Work request 1 »
Please summarize the project objectives text below in two sentences.
Work request 2 »
Write the next part of the project objectives text, picking up after its final sentence.

Source text »

Start of Block

The Project has four objectives:

  1. To establish validated reference methods based on existing (state-of-the-art) and emerging methods by developing cohesive measurement strategies for accurate biomolecular structure-function determination under native and near-native (water) conditions with uncertainties of <5%.
  2. To provide a set of biomolecular measurands by fully characterising peptide systems in relation to specific disease-related activities using experimental models of peptide-membrane interactions.
  3. To develop high-resolution and imaging strategies for accurate biomolecular measurements in cellular environments with uncertainties <5%. Quantitative relationships between structural parameters (e.g. folding, tertiary contacts) and biomolecular cause of disease will be established.
  4. To provide a measurement-based rationale for enabling sequence-to-function prediction by translating obtained structure-activity relationships into generic sequence templates and providing computational refinement of these templates correlated with established measurands. Low-resolution and high-resolution methods will be combined into one measurement continuum enabling systemic structural measurements of peptides. The molecular dynamics of peptide-membrane interactions with atomic accuracies will be performed to address structure-activity relationships. An algorithm describing the relationship between the parameters measured for the chosen peptide-membrane models will be created.

End of Block

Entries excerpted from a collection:
Start of Block

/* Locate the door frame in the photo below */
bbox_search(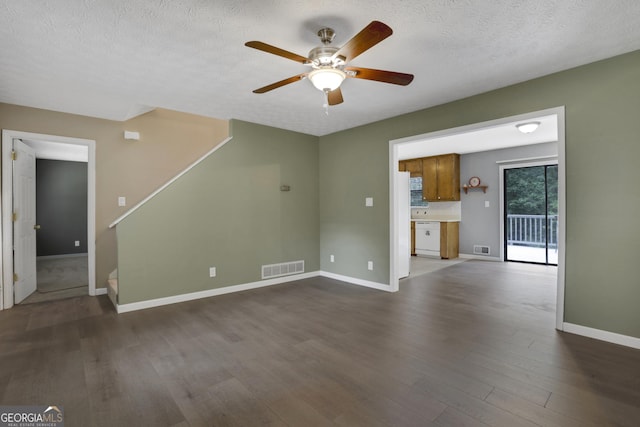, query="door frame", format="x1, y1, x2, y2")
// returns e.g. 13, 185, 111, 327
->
499, 161, 564, 267
0, 129, 96, 310
389, 106, 566, 331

End of Block

Output 1 »
The project sets out four objectives: establishing validated reference methods for accurate biomolecular structure-function determination under native and near-native conditions, and fully characterizing peptide systems in relation to specific disease-related activities using experimental models of peptide-membrane interactions. It also aims to develop high-resolution and imaging strategies for accurate biomolecular measurements in cellular environments and to provide a measurement-based rationale for sequence-to-function prediction by translating structure-activity relationships into generic sequence templates.

Output 2 »
Impact

Formulating standardisation techniques as one coherent approach to underpin a consolidated metrology infrastructure at the European level that will promote and support major downstream economic and healthcare impacts.

This JRP will maintain on-going links with key stakeholders and the end-users of the project and will participate in standardisation activities and engage with regulatory bodies (e.g. JCTLM-WG1, Reference Materials and Measurement Methods/Procedures, and JCTLM-WG2, Reference Measurement Services, National Institutes of Standards). These links will be extended to involve new collaborators from industry and clinical institutions.